# Given instruction:
Every entry must be echoed exactly.

========================================

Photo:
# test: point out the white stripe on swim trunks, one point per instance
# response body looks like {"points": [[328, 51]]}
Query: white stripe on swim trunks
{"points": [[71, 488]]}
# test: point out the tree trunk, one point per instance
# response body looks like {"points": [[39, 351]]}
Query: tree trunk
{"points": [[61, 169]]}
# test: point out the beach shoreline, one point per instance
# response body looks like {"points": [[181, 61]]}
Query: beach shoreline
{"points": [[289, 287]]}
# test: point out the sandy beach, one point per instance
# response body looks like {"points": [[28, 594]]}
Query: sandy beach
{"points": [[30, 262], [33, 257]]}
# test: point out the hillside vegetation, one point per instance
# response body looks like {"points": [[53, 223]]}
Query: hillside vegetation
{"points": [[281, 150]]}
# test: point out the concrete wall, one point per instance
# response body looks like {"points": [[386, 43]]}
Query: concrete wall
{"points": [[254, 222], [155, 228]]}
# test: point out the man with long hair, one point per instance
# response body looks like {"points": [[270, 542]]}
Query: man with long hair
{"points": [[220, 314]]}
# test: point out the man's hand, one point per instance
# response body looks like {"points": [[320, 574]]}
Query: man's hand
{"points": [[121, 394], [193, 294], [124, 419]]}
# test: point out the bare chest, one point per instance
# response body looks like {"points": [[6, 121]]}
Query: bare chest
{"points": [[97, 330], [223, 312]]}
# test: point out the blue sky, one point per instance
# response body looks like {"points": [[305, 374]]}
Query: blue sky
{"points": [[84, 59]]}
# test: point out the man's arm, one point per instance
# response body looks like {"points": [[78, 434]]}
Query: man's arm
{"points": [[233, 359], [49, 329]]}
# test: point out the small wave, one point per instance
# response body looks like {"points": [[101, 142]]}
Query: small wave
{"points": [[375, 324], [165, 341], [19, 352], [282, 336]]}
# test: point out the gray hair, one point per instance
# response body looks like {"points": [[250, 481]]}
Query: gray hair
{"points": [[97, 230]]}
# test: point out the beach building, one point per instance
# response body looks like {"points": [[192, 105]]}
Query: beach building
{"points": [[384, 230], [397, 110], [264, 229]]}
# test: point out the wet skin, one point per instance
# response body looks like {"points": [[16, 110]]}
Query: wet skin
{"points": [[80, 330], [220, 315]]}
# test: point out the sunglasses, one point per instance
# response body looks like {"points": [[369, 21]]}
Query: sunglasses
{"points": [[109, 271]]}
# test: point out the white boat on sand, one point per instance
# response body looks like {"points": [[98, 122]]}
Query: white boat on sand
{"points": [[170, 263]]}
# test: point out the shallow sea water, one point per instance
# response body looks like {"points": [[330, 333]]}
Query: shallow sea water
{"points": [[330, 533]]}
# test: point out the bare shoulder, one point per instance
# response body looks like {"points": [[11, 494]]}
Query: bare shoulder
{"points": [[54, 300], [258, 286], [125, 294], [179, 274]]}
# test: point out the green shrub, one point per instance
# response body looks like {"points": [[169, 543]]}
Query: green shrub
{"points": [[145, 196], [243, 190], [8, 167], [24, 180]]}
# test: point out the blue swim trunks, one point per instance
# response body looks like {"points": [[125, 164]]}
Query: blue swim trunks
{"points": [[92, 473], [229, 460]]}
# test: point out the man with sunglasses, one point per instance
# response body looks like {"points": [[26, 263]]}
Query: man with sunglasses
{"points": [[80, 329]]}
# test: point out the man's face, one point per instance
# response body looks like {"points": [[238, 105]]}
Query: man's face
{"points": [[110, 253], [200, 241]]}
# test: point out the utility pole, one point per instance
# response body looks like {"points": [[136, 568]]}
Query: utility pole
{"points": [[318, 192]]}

========================================

# Exercise response:
Photo:
# test: point out the white stripe on swim trunks, one point per instance
# response body looks like {"points": [[328, 51]]}
Query: white stripe on swim trunks
{"points": [[71, 488]]}
# test: point out the tree trunk, one point per instance
# response body looks like {"points": [[39, 351]]}
Query: tree trunk
{"points": [[61, 169]]}
# test: point out the beach shoreline, one point per instance
# response body looks like {"points": [[181, 61]]}
Query: beach shoreline
{"points": [[289, 287]]}
# test: point out the sandy beach, one point per instance
# response body looks like {"points": [[28, 594]]}
Query: sandy beach
{"points": [[30, 262], [33, 257]]}
# test: point out the hillside vegetation, one point per instance
# response body looks like {"points": [[53, 223]]}
Query: hillside vegetation
{"points": [[281, 150]]}
# test: point out the concrete wall, one point per instance
# response body looks like {"points": [[386, 43]]}
Query: concrete wall
{"points": [[254, 222], [155, 228]]}
# test: point out the man with long hair, one point per instance
# response body looks like {"points": [[270, 542]]}
Query: man with long hair
{"points": [[220, 314]]}
# test: point out the man's hand, one point per instance
# response body looks like {"points": [[320, 574]]}
Query: man's hand
{"points": [[121, 394], [193, 294], [124, 419]]}
# test: point out the bare chest, one point per instance
# response body looks like {"points": [[6, 121]]}
Query: bare chest
{"points": [[97, 330], [223, 312]]}
# test: point out the blue sky, one point per instance
# response body looks like {"points": [[305, 374]]}
Query: blue sky
{"points": [[84, 59]]}
# test: point out the man's arm, one point per instance
# response body looks like {"points": [[78, 434]]}
Query: man's arm
{"points": [[233, 359], [49, 329]]}
# test: point out the small wave, one point per instance
# response body looks like {"points": [[101, 142]]}
Query: small wave
{"points": [[375, 324], [165, 341], [19, 352], [282, 336]]}
# test: point out the gray hair, one point per instance
# response body looks like {"points": [[250, 481]]}
Query: gray hair
{"points": [[97, 230]]}
# test: point out the beach building, one point per instance
# response body looks like {"points": [[192, 105]]}
Query: beach building
{"points": [[384, 230], [397, 110], [264, 229]]}
# test: point out the wet skin, one point per instance
# response body looks like {"points": [[16, 110]]}
Query: wet skin
{"points": [[80, 330], [220, 315]]}
# test: point out the sunglasses, one point per instance
# response body looks like {"points": [[369, 21]]}
Query: sunglasses
{"points": [[109, 271]]}
# test: point out the white boat on sand, one point per instance
# response body looks like {"points": [[98, 122]]}
Query: white boat on sand
{"points": [[170, 263]]}
# test: point out the shallow sea water, one point per instance
# response body looks like {"points": [[330, 333]]}
Query: shallow sea water
{"points": [[330, 533]]}
# test: point out the bare shoulder, one point per instance
# response body looks like {"points": [[11, 494]]}
Query: bare shoulder
{"points": [[54, 300], [258, 286], [125, 294], [179, 274]]}
# test: point out the green shrub, one point per instance
# response body looks like {"points": [[169, 543]]}
Query: green shrub
{"points": [[145, 196], [243, 190], [8, 167], [24, 180]]}
# test: point out the blue swim trunks, one point per instance
# response body looks like {"points": [[125, 164]]}
Query: blue swim trunks
{"points": [[92, 473], [229, 460]]}
# test: point out the man with sunglasses, one point per instance
# response body looks like {"points": [[26, 263]]}
Query: man with sunglasses
{"points": [[80, 329]]}
# test: point out the man's face, one point per instance
# response body looks like {"points": [[238, 105]]}
Query: man's face
{"points": [[110, 253], [200, 241]]}
# test: point out the utility pole, one point per instance
# response body looks like {"points": [[136, 568]]}
Query: utility pole
{"points": [[318, 192]]}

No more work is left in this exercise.